LO QUE SE PIDE:
Prolonga el fragmento sobre la agresión a los políticos panistas en Veracruz a partir de su última oración.

De acuerdo con esta lógica la agresión sufrida por los personajes mencionados, así como por sus guaruras y acompañantes, bien puede entenderse en el marco del poder creciente de los gobernadores de los estados que en muchos de los casos operan incluso de manera facciosa y prepotente.
Los agresores, quienes empujaron, golpearon, apedrearon y apalearon, o trataron de hacerlo, a los políticos panistas, fueron identificados como integrantes de los 400 pueblos. Lo anterior fue desmentido por Yunes quien afirmó no haber reconocido a ningún miembro de dicho grupo, al tiempo que sostuvo que se trataba de gente pagada por el mismo gobernador Duarte.
Después de ventilar ante los medios esta agresión, el próximo gobernador de Veracruz pidió la intervención del presidente de la República, Enrique Peña Nieto, para que ponga un alto a Duarte, lo inhabilite y en su lugar designe a alguien que pueda concluir la transición entre el gobierno saliente y el entrante argumentando, entre otras cosas, un problema mental, mismo que ha llevado a Duarte a perder el control sobre sus acciones.

Entradas de datos extraídas
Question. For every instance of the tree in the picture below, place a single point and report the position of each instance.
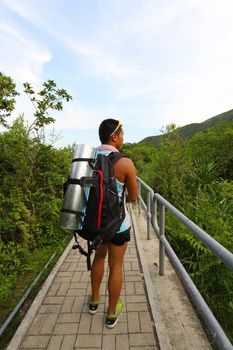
(7, 100)
(49, 98)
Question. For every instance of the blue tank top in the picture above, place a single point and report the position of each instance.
(126, 224)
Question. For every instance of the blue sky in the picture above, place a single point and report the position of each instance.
(147, 62)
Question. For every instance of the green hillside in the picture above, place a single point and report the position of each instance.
(190, 129)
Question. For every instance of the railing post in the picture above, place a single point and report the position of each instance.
(161, 234)
(148, 214)
(139, 196)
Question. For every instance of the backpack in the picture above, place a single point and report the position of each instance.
(105, 211)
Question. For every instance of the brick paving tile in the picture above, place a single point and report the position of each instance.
(145, 322)
(136, 299)
(78, 304)
(53, 300)
(69, 318)
(109, 342)
(93, 341)
(77, 277)
(121, 328)
(49, 324)
(142, 339)
(137, 307)
(65, 274)
(49, 309)
(143, 348)
(133, 322)
(78, 285)
(68, 342)
(53, 289)
(37, 324)
(85, 324)
(67, 304)
(64, 323)
(63, 289)
(63, 279)
(129, 288)
(35, 341)
(139, 288)
(76, 292)
(122, 342)
(64, 266)
(66, 328)
(55, 342)
(73, 266)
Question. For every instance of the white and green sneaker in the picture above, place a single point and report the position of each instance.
(111, 320)
(93, 306)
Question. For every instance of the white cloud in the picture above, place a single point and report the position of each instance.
(171, 60)
(21, 57)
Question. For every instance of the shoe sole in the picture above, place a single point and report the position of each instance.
(114, 324)
(92, 312)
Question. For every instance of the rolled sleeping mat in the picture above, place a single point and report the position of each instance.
(74, 201)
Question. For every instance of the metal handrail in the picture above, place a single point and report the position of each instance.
(221, 252)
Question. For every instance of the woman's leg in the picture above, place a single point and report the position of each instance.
(115, 259)
(97, 271)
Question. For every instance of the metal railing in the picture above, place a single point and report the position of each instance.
(155, 200)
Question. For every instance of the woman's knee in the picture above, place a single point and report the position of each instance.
(101, 252)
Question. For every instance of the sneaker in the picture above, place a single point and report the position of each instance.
(111, 320)
(93, 307)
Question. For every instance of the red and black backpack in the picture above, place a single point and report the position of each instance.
(105, 211)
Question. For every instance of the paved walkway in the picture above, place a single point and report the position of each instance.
(59, 318)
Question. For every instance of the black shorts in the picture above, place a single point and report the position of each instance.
(121, 238)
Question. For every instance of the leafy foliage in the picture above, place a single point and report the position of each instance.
(32, 174)
(7, 97)
(195, 175)
(50, 98)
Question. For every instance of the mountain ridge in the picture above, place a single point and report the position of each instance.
(190, 129)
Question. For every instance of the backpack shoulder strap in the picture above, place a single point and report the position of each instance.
(115, 156)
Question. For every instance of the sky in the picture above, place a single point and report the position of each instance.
(148, 63)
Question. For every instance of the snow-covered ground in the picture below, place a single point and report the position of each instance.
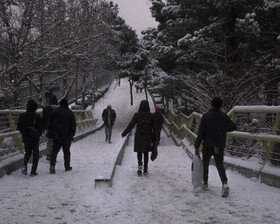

RESPUESTA A LA TAREA:
Aquí se sostiene, que lo que padece Duarte no es un problema mental, sino las consecuencias de seis años de gobierno, en los que este personaje actuó como el máximo poder en Veracruz sin que nadie, ni el presidente, ni su partido, ni grupos de la entidad pudieran ponerle un freno. Su poder incontestado lo llevó igual a involucrarse en escándalos financieros, a ser acusado por deudas millonarias al no cumplir con el pago a proveedores e instituciones, trabajadores del gobierno y personas jubiladas, a ser señalado por desvíos de presupuestos destinados a diversos rubros como seguridad, a ser acusado de un manejo discrecional del presupuesto estatal, atacado por hacer desaparecer miles de millones de pesos de dicho presupuesto, por aumentar la deuda pública del estado sin que todo ello se refleje en una disminución del número de pobres y en un mejoramiento de las condiciones de vida de sus gobernados. A lo anterior habrá que agregar el número de periodistas desaparecidos (5) y asesinados (18) durante su gestión.
Todo lo anterior no ha sido suficiente para que el presidente de la República y su partido se deslinden de su gestión, el último lo ha hecho apenas un poco antes de las elecciones estatales que tuvieron lugar este año, para tratar de minimizar el impacto negativo de la gestión de Duarte en el proceso electoral.
En el caso del presidente Peña, cabe preguntar primero, si cuenta con las facultades legales para retirar de su cargo a un gobernador, siendo ésta una facultad de la Cámara de Senadores, de acuerdo con el Artículo 76, fracción V, de la Constitución Política de los Estados Unidos Mexicanos. Segundo, si el equilibrio de poderes, dados los cambios mencionados, le alcanzan para proponer la salida anticipada de Duarte. Tercero, si existe voluntad política y si le parece conveniente ceder a la petición del gobernador electo, cuyo partido le arrebató la gubernatura a su candidato, Héctor Yunes Landa.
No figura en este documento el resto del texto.